# [EXTRAIT CHOISI]
----------

La liaison effectuée à la fin du XIXe siècle entre émancipation des femmes, annulation de la différence des sexes, destruction de la famille et déclin de la France, persiste, ce qui ne lasse pas d’étonner.
Sous cet angle, Éric Zemmour qui identifie fin du patriarcat et fin de la France en est une caricaturale illustration.
Lourde misogynie, assurément, dont je me dispense de recopier les vulgarités et grossièretés, la « chiennerie française » comme disait Julien Gracq en saluant le courage de Simone de Beauvoir d’avoir osé l’affronter[1]. Mais l’essentiel n’est pas là.
Pour Zemmour la fin de la France, la fin de l’identité française, la fin du patriarcat, sont des synonymes. La France n’est elle-même qu’impériale et patriarcale. L’empire perdu, d’abord l’empire au sens napoléonien du terme, puis l’empire colonial, restait quand même le patriarcat. Mais l’après mai 68 s’est attelé à sa disparition, les féministes gagnant leur combat, avec le renfort des homosexuels. La France se meurt de la mort du père, celle du « père de la nation », le général de Gaulle, par où commence « Le suicide français » et celle du père de famille. La France d’aujourd’hui est une France féminisée, et même femellisée, une France qui « se couche »[2], autant dire une pute, vendue au néolibéralisme, à la mondialisation, à l’Europe, à l’Amérique, aux féministes, aux gays, à la théorie du genre, aux antiracistes, aux écologistes, à la racaille des banlieues, aux Arabes, aux Noirs, aux musulmans…
La rengaine de la virilisation des femmes étant éculée, celle de la féminisation des hommes est encore de saison, discours que l’on entend aussi du côté des Républicains américains les plus conservateurs, mais là, bizarrement, il ne s’agit pas d’une « théorie étrangère » ! Cette féminisation des hommes et de la société est aussi un refrain asséné par Régis Debray depuis quelques années et encore récemment, où la patrie devient une « matrie », ce qui explique que la grandeur et l’héroïsme soient relégués au rayon des has been. Grandeur et héroïsme inséparables de la guerre, la vraie, celle qui existait dans un temps qui n’était pas celui de la Big Mother [3], pas la guerre d’aujourd’hui avec des drones et zéro mort, non la guerre avec « les tranchées et les batailles de chars ». Une guerre d’hommes, quoi, une guerre virile !

----------

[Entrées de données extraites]
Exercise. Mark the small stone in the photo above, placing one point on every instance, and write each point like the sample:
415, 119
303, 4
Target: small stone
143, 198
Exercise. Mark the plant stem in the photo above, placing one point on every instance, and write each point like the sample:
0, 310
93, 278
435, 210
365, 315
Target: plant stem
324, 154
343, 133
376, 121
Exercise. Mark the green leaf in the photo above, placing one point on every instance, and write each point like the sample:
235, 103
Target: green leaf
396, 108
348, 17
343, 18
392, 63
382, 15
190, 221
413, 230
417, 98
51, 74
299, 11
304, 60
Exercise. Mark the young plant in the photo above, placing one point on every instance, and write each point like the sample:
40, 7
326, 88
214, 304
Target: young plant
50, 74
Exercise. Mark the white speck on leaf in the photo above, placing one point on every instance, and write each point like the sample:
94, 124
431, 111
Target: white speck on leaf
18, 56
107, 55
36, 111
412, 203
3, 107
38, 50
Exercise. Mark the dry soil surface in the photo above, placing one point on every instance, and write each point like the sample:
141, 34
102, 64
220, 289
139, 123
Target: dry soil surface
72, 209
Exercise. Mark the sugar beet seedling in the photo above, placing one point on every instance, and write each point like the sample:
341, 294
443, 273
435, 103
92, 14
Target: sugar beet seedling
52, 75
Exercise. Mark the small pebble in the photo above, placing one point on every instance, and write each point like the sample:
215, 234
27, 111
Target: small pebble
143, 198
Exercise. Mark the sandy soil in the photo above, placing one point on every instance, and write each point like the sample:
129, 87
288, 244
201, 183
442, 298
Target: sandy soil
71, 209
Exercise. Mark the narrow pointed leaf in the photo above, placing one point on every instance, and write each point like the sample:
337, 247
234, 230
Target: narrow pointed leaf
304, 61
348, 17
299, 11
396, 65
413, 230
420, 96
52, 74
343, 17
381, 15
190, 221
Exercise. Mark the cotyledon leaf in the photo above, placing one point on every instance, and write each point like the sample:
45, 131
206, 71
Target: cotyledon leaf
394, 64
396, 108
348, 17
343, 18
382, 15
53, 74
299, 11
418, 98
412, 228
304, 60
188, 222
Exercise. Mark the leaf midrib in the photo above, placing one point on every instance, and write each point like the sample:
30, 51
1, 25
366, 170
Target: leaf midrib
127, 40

----------

# [EXERCICE À TRAITER]
Imprimez le passage de l'extrait choisi qui va de « Sous cet angle, Éric » jusqu'à « n’est pas là. » inclus. La liste constitue un matériau distinct de l'extrait choisi.

# [CORRIGÉ]
Sous cet angle, Éric Zemmour qui identifie fin du patriarcat et fin de la France en est une caricaturale illustration.
Lourde misogynie, assurément, dont je me dispense de recopier les vulgarités et grossièretés, la « chiennerie française » comme disait Julien Gracq en saluant le courage de Simone de Beauvoir d’avoir osé l’affronter[1]. Mais l’essentiel n’est pas là.